EXERCISE DETAILS —
In the listing below, change "even-odd" to "nonzero" and write out everything from its first line down to and including the line containing "[(67, 282), (118, 224), (53, 191), (25, 236)]", with nothing else altered.

EXTRACTED RECORDS —
-------
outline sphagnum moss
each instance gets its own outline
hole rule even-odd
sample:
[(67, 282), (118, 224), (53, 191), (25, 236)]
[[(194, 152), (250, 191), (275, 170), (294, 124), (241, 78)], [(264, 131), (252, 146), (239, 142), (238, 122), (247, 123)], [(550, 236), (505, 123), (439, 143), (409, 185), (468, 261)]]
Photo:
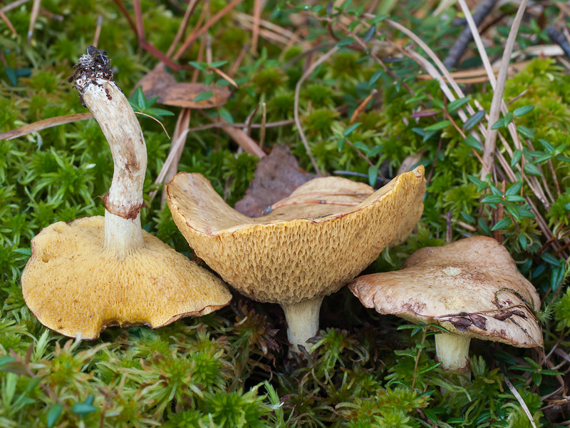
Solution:
[[(167, 52), (183, 13), (174, 4), (152, 7), (145, 2), (142, 4), (147, 40)], [(219, 1), (198, 2), (190, 16), (190, 28), (194, 28), (200, 19), (204, 4), (212, 7), (212, 16), (226, 6)], [(289, 14), (284, 13), (289, 11), (274, 8), (273, 3), (268, 4), (271, 6), (262, 11), (262, 19), (294, 34), (297, 29), (291, 24)], [(222, 107), (224, 110), (220, 109), (223, 117), (228, 118), (229, 114), (235, 123), (245, 122), (262, 101), (257, 93), (264, 91), (266, 122), (291, 119), (297, 81), (307, 64), (327, 49), (323, 47), (309, 53), (306, 44), (314, 46), (317, 44), (333, 46), (339, 41), (341, 44), (348, 44), (341, 47), (343, 52), (338, 61), (323, 63), (301, 88), (301, 118), (322, 108), (339, 113), (309, 138), (318, 165), (328, 171), (359, 173), (365, 175), (363, 180), (368, 179), (370, 164), (343, 143), (343, 133), (349, 126), (351, 116), (360, 103), (373, 89), (377, 89), (378, 93), (374, 99), (352, 122), (361, 123), (354, 132), (354, 136), (359, 136), (358, 139), (352, 138), (352, 136), (349, 139), (388, 178), (395, 173), (407, 156), (422, 153), (420, 162), (426, 166), (426, 175), (430, 178), (425, 210), (417, 233), (405, 245), (383, 253), (367, 273), (380, 268), (397, 269), (407, 256), (419, 248), (445, 243), (447, 224), (453, 240), (472, 233), (462, 224), (476, 229), (474, 233), (492, 235), (490, 228), (494, 223), (492, 221), (492, 207), (487, 204), (482, 207), (471, 198), (472, 186), (477, 186), (470, 184), (467, 178), (470, 175), (478, 175), (480, 166), (473, 151), (480, 155), (480, 151), (466, 144), (451, 126), (442, 131), (425, 131), (428, 126), (447, 118), (445, 108), (449, 104), (444, 102), (437, 82), (426, 83), (415, 78), (419, 69), (415, 62), (406, 57), (398, 57), (397, 52), (393, 55), (394, 52), (384, 50), (388, 41), (405, 39), (401, 34), (386, 31), (382, 16), (377, 15), (369, 22), (375, 20), (375, 30), (380, 32), (377, 36), (380, 39), (388, 36), (388, 39), (375, 41), (376, 36), (370, 34), (371, 41), (367, 43), (380, 44), (378, 50), (375, 46), (373, 52), (389, 69), (383, 71), (366, 52), (356, 51), (354, 48), (360, 48), (349, 39), (352, 36), (336, 26), (336, 23), (346, 24), (346, 19), (356, 19), (361, 16), (362, 4), (353, 1), (345, 4), (344, 11), (335, 8), (327, 11), (326, 6), (319, 9), (321, 5), (315, 5), (311, 10), (301, 12), (308, 25), (300, 29), (296, 39), (291, 39), (295, 44), (283, 54), (281, 51), (286, 45), (266, 39), (272, 34), (267, 32), (264, 24), (258, 54), (250, 54), (246, 49), (240, 67), (233, 76), (238, 88), (232, 89), (232, 96)], [(49, 12), (63, 16), (64, 21), (62, 24), (47, 14), (40, 14), (28, 46), (25, 35), (31, 8), (24, 5), (6, 12), (20, 37), (16, 39), (6, 26), (2, 27), (1, 131), (58, 114), (79, 112), (76, 95), (59, 83), (69, 75), (71, 67), (84, 49), (84, 41), (91, 40), (98, 15), (103, 17), (98, 44), (112, 46), (110, 54), (115, 57), (117, 80), (125, 92), (130, 92), (145, 71), (152, 69), (158, 61), (140, 47), (128, 21), (110, 2), (71, 0), (65, 6), (57, 2), (43, 3), (42, 6)], [(250, 6), (251, 2), (243, 2), (235, 10), (251, 15)], [(437, 46), (437, 54), (442, 58), (462, 27), (449, 26), (447, 21), (441, 20), (441, 16), (432, 16), (429, 7), (428, 3), (418, 3), (411, 7), (394, 7), (390, 12), (428, 46)], [(451, 20), (453, 13), (448, 11), (445, 16)], [(499, 14), (504, 11), (503, 9), (496, 10)], [(551, 22), (559, 9), (553, 3), (545, 5), (542, 13), (544, 22)], [(343, 16), (340, 19), (332, 16), (335, 14)], [(310, 17), (311, 14), (318, 15), (319, 19), (331, 19), (316, 21)], [(422, 14), (426, 18), (418, 19)], [(234, 25), (236, 22), (240, 26), (250, 25), (244, 19), (242, 21), (239, 16), (230, 13), (208, 30), (212, 61), (228, 61), (227, 64), (219, 66), (227, 73), (242, 44), (252, 38), (250, 29)], [(485, 33), (496, 35), (494, 41), (489, 39), (491, 56), (500, 54), (500, 34), (509, 29), (509, 17), (502, 19), (497, 26)], [(326, 28), (329, 22), (333, 26), (332, 34)], [(536, 21), (535, 26), (534, 18), (530, 17), (529, 22), (528, 31), (532, 35), (519, 37), (521, 46), (543, 43), (542, 20)], [(309, 33), (307, 37), (306, 31)], [(363, 39), (365, 33), (363, 28), (357, 35)], [(333, 40), (333, 34), (340, 41)], [(304, 44), (297, 44), (297, 41)], [(180, 63), (197, 61), (201, 44), (200, 41), (194, 43), (188, 54), (180, 58)], [(208, 52), (205, 42), (204, 51)], [(474, 58), (467, 59), (472, 61)], [(205, 61), (205, 58), (202, 61)], [(259, 72), (264, 68), (279, 68), (281, 66), (279, 61), (284, 66), (281, 81), (274, 93), (267, 95), (271, 90), (256, 87), (252, 78), (261, 75)], [(31, 74), (26, 77), (29, 71)], [(12, 73), (17, 73), (15, 87), (9, 76)], [(177, 77), (190, 81), (193, 73), (181, 71), (177, 73)], [(209, 79), (234, 88), (209, 70), (200, 71), (197, 76), (198, 81)], [(539, 158), (530, 152), (543, 152), (534, 153), (538, 156), (547, 154), (539, 139), (544, 139), (555, 148), (566, 143), (570, 115), (568, 79), (564, 69), (552, 60), (538, 59), (507, 81), (505, 101), (509, 103), (516, 98), (509, 106), (511, 111), (524, 106), (534, 106), (530, 113), (514, 118), (517, 126), (524, 126), (534, 133), (534, 139), (531, 141), (534, 148), (525, 148), (530, 162)], [(325, 91), (330, 97), (323, 101), (330, 105), (315, 105), (314, 100), (317, 98), (303, 97), (304, 89), (309, 90), (314, 85), (330, 89)], [(492, 92), (488, 86), (484, 91), (484, 85), (472, 85), (468, 95), (488, 108)], [(405, 86), (414, 93), (407, 91)], [(177, 113), (175, 108), (170, 110)], [(256, 140), (260, 135), (256, 128), (261, 121), (260, 111), (261, 108), (251, 121), (251, 136)], [(449, 113), (460, 127), (457, 112)], [(210, 118), (217, 118), (219, 112), (212, 110), (207, 113), (192, 114), (191, 126), (210, 126)], [(169, 139), (158, 124), (146, 118), (140, 119), (150, 158), (144, 183), (144, 193), (148, 194), (158, 187), (153, 182), (167, 156)], [(169, 131), (174, 129), (175, 120), (165, 118), (164, 125)], [(274, 142), (287, 144), (299, 158), (301, 167), (311, 168), (294, 127), (268, 125), (265, 132), (266, 147)], [(526, 140), (524, 137), (523, 143), (527, 143)], [(189, 136), (179, 169), (204, 174), (216, 190), (233, 205), (247, 188), (256, 163), (248, 155), (236, 157), (236, 149), (237, 146), (223, 132), (212, 129), (197, 131)], [(110, 154), (98, 126), (93, 121), (43, 130), (16, 140), (0, 141), (0, 426), (98, 427), (101, 420), (103, 427), (112, 428), (166, 424), (199, 426), (199, 422), (207, 425), (208, 413), (213, 414), (219, 405), (219, 400), (215, 398), (224, 393), (232, 393), (241, 394), (239, 402), (245, 400), (247, 404), (242, 406), (244, 412), (232, 407), (236, 412), (228, 417), (237, 421), (244, 420), (239, 419), (244, 414), (247, 415), (246, 419), (249, 416), (258, 418), (261, 414), (261, 419), (246, 420), (246, 423), (269, 427), (289, 427), (295, 423), (307, 427), (381, 426), (387, 424), (387, 421), (396, 427), (530, 427), (519, 403), (504, 386), (503, 374), (521, 393), (537, 426), (561, 422), (570, 416), (564, 408), (549, 406), (556, 404), (550, 400), (562, 398), (561, 394), (554, 392), (561, 386), (556, 378), (547, 375), (548, 372), (541, 374), (547, 369), (542, 367), (539, 372), (524, 360), (531, 359), (536, 364), (542, 361), (540, 356), (518, 350), (507, 353), (502, 346), (481, 346), (475, 342), (472, 354), (480, 357), (472, 359), (472, 381), (462, 389), (454, 386), (457, 379), (434, 368), (434, 342), (428, 326), (398, 330), (398, 327), (408, 326), (390, 317), (378, 320), (374, 311), (365, 311), (348, 290), (325, 300), (323, 307), (326, 310), (321, 313), (321, 323), (326, 328), (316, 338), (318, 345), (315, 352), (306, 355), (306, 362), (302, 364), (293, 361), (286, 365), (279, 357), (281, 352), (272, 347), (282, 347), (285, 343), (285, 323), (280, 312), (272, 307), (252, 305), (251, 302), (244, 307), (242, 303), (244, 300), (240, 300), (240, 305), (233, 310), (227, 309), (203, 317), (203, 324), (192, 320), (177, 322), (157, 331), (138, 327), (127, 331), (114, 327), (88, 346), (73, 342), (67, 345), (66, 340), (47, 332), (30, 314), (21, 298), (19, 277), (29, 257), (29, 238), (42, 228), (56, 221), (71, 221), (78, 217), (103, 213), (103, 205), (93, 197), (104, 194), (110, 184), (112, 166), (105, 165)], [(567, 156), (568, 153), (561, 156)], [(559, 158), (550, 160), (558, 178), (559, 193), (549, 161), (545, 160), (541, 167), (555, 203), (549, 211), (542, 208), (540, 210), (558, 236), (559, 232), (564, 233), (568, 227), (565, 206), (570, 188), (570, 164)], [(471, 188), (466, 189), (469, 193), (454, 190), (459, 186)], [(528, 189), (522, 191), (525, 197), (540, 206)], [(482, 192), (477, 192), (482, 195)], [(160, 198), (148, 205), (148, 212), (143, 210), (141, 213), (144, 228), (155, 234), (160, 230), (178, 251), (192, 255), (184, 238), (170, 230), (172, 225), (167, 213), (158, 214)], [(448, 221), (441, 215), (445, 218), (450, 210), (452, 213)], [(545, 301), (543, 309), (548, 310), (559, 296), (566, 295), (562, 285), (564, 260), (557, 258), (551, 245), (542, 248), (547, 237), (538, 228), (536, 219), (524, 218), (517, 226), (519, 230), (513, 224), (502, 230), (504, 245), (514, 255), (522, 272), (537, 285)], [(519, 230), (527, 238), (526, 249), (519, 238)], [(569, 353), (570, 350), (566, 310), (570, 305), (566, 300), (564, 297), (554, 313), (554, 317), (546, 319), (543, 326), (546, 352), (559, 339), (557, 352)], [(548, 313), (553, 315), (551, 311), (545, 310), (545, 314)], [(26, 366), (26, 352), (32, 344)], [(91, 347), (102, 344), (105, 344), (104, 347), (89, 354)], [(176, 355), (173, 357), (174, 351)], [(11, 360), (16, 357), (22, 362)], [(169, 370), (169, 376), (174, 375), (175, 365), (185, 365), (186, 363), (181, 361), (187, 358), (196, 361), (192, 377), (195, 380), (202, 379), (203, 384), (192, 383), (194, 380), (180, 384), (175, 390), (180, 400), (170, 399), (169, 396), (156, 402), (153, 401), (154, 394), (145, 396), (145, 387), (153, 388), (153, 394), (156, 394), (159, 387), (145, 382), (147, 372), (143, 367), (155, 379), (160, 379), (165, 369)], [(177, 362), (169, 367), (165, 362), (169, 360)], [(551, 355), (549, 360), (555, 365), (564, 363), (556, 353)], [(30, 371), (24, 370), (24, 366)], [(203, 372), (200, 368), (202, 367)], [(214, 377), (212, 375), (212, 367), (221, 367)], [(560, 370), (564, 370), (566, 367), (561, 366)], [(78, 382), (83, 376), (85, 379)], [(260, 386), (254, 397), (244, 398), (254, 385), (268, 379), (270, 383)], [(187, 381), (183, 379), (182, 382)], [(413, 383), (415, 390), (410, 389)], [(198, 389), (188, 389), (189, 384), (197, 384)], [(201, 389), (202, 387), (209, 390), (206, 392)], [(442, 395), (440, 387), (449, 393)], [(554, 395), (541, 400), (541, 397), (552, 392)], [(263, 398), (265, 394), (267, 395)], [(214, 402), (206, 402), (212, 398)], [(60, 404), (63, 406), (58, 413)], [(95, 409), (87, 413), (74, 412), (73, 405), (78, 404), (83, 409), (91, 410), (89, 406), (93, 406)], [(161, 413), (159, 409), (164, 409), (164, 412)], [(542, 419), (541, 412), (545, 414)], [(395, 415), (397, 420), (394, 420)], [(214, 419), (213, 422), (219, 424), (221, 421)]]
-------
OUTPUT FOR THIS EXERCISE —
outline sphagnum moss
each instance gets its own outline
hole rule nonzero
sample:
[(67, 282), (118, 224), (53, 191), (25, 236)]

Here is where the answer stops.